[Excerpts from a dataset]
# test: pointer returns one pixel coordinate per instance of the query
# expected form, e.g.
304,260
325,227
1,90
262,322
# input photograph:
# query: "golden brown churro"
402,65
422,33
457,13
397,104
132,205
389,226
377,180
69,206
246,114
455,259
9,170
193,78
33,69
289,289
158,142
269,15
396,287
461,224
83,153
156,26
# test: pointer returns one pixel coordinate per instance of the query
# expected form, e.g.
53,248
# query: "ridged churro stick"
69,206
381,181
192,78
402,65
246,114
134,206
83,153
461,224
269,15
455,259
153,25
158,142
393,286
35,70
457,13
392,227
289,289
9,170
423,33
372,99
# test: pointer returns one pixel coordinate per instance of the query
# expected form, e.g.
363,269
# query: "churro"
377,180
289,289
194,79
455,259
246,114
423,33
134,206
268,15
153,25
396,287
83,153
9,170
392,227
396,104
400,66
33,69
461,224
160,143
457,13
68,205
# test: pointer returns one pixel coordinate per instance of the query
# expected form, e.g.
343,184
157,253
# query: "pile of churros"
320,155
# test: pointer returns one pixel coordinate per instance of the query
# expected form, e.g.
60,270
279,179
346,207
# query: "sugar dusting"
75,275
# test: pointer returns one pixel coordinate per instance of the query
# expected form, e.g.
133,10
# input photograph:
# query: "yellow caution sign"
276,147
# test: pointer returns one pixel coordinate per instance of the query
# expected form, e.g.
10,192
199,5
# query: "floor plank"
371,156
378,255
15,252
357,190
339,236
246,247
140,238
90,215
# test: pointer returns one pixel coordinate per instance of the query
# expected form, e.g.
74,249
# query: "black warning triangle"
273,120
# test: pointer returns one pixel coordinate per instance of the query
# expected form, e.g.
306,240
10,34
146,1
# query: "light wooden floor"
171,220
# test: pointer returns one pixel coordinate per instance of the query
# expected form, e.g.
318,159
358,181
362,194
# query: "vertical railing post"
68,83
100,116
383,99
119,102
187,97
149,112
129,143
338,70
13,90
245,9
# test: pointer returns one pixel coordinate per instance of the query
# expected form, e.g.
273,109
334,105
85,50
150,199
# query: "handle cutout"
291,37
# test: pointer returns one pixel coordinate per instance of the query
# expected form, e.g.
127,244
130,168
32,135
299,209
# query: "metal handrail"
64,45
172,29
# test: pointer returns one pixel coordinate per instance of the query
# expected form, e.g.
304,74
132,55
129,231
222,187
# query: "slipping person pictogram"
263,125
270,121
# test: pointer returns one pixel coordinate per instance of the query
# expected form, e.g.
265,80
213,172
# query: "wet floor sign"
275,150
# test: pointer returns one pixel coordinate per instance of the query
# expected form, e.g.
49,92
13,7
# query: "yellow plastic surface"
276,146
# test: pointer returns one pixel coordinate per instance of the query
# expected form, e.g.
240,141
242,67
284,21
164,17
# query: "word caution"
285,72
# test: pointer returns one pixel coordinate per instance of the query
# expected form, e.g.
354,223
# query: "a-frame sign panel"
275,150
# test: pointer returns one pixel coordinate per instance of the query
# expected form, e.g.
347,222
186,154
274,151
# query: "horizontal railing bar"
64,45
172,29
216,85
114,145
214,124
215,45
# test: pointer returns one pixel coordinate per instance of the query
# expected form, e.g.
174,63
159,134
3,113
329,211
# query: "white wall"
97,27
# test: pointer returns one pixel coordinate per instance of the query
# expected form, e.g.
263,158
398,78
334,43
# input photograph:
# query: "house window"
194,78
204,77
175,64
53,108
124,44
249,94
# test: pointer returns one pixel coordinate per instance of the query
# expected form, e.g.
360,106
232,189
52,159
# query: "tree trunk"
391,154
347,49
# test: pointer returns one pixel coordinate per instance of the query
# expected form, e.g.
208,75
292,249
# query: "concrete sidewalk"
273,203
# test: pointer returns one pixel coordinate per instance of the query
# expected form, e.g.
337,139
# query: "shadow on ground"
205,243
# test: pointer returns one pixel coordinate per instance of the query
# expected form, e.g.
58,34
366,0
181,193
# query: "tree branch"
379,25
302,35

### PROBLEM TO WORK ON
Restate the records above word for word, omitting nothing.

### TASK SOLUTION
# test: pointer returns one pixel coordinate per instance of the query
# expected form, e.g.
304,260
325,227
1,90
262,322
# input photograph:
# query: "golden brown churro"
402,65
422,33
457,13
397,104
132,205
389,226
377,180
69,206
246,114
455,259
9,170
193,78
33,69
289,289
158,142
269,15
396,287
461,224
83,153
156,26
# test: pointer returns one pixel coordinate per instance of the query
# expected form, e.g.
53,248
# query: "ridged churro stick"
69,206
381,181
192,78
402,65
246,114
134,206
83,153
461,224
269,15
455,259
153,25
158,142
393,286
35,70
457,13
392,227
289,289
9,170
423,33
372,99
# test: pointer returns one pixel coordinate per instance of the query
# expected form, e.g.
363,269
# query: "churro"
377,180
289,289
194,79
455,259
246,114
423,33
134,206
268,15
153,25
396,287
83,153
9,170
392,227
396,104
400,66
33,69
461,224
160,143
457,13
68,205
# test: pointer returns one pixel coordinate per instance of the query
# expected form, e.g.
343,184
157,253
# query: "pile of churros"
320,155
# test: pointer returns one pixel coordinate per instance of the query
# expected form, e.g.
60,270
279,179
346,207
# query: "sugar dusting"
75,275
# test: pointer returns one pixel coordinate per instance of the query
# expected form, e.g.
133,10
# input photograph:
# query: "yellow caution sign"
276,147
# test: pointer returns one pixel coordinate per instance of the query
# expected form, e.g.
10,192
199,5
# query: "floor plank"
371,156
378,255
15,252
357,190
339,236
246,247
140,238
90,215
# test: pointer returns one pixel coordinate per instance of the query
# expected form, e.g.
74,249
# query: "black warning triangle"
273,120
# test: pointer returns one pixel coordinate per instance of the query
# expected form, e.g.
306,240
10,34
146,1
# query: "light wooden floor"
171,220
# test: pointer returns one pixel coordinate per instance of the query
# expected form, e.g.
318,159
358,181
362,194
# query: "vertical railing post"
68,83
100,116
383,99
119,102
187,97
149,112
129,143
338,70
13,90
245,9
# test: pointer returns one pixel coordinate per instance of the query
# expected form, e.g.
273,109
334,105
85,50
150,199
# query: "handle cutout"
291,37
# test: pointer returns one pixel coordinate per instance of the query
# expected form, e.g.
127,244
130,168
32,135
299,209
# query: "metal handrail"
64,45
172,29
# test: pointer returns one pixel coordinate per instance of the query
# expected form, e.g.
304,74
132,55
129,231
222,187
# query: "slipping person pictogram"
263,125
270,121
# test: pointer returns one pixel coordinate per instance of the query
# expected form, e.g.
265,80
213,172
# query: "wet floor sign"
275,150
# test: pointer returns one pixel coordinate per instance of the query
# expected form, e.g.
49,92
13,7
# query: "yellow plastic surface"
276,146
# test: pointer returns one pixel coordinate per instance of the query
# expected form, e.g.
240,141
242,67
284,21
164,17
# query: "word caution"
285,72
# test: pointer returns one pixel coordinate per instance of the query
# expected form, e.g.
354,223
# query: "a-frame sign panel"
275,150
# test: pointer returns one pixel coordinate per instance of the query
# expected form, e.g.
347,222
186,154
274,151
# query: "horizontal railing bar"
64,45
172,29
216,85
114,145
214,124
215,45
# test: pointer returns one pixel coordinate per instance of the query
# expected form, e.g.
174,63
159,134
3,113
329,211
# query: "white wall"
97,27
# test: pointer returns one pixel coordinate per instance of the query
# expected form, e.g.
263,158
398,78
334,43
# input photograph:
# query: "house window"
194,78
204,77
175,64
53,108
124,44
249,94
# test: pointer returns one pixel coordinate per instance of the query
# expected form, e.g.
360,106
232,189
52,159
# query: "tree trunk"
391,154
347,49
# test: pointer returns one pixel coordinate per instance of the query
# expected form, e.g.
208,75
292,249
# query: "concrete sidewalk"
273,203
# test: pointer returns one pixel coordinate per instance of the query
# expected form, e.g.
337,139
# query: "shadow on ground"
205,243
# test: pointer returns one pixel coordinate per instance of the query
# expected form, e.g.
58,34
366,0
181,193
# query: "tree branch"
379,25
302,35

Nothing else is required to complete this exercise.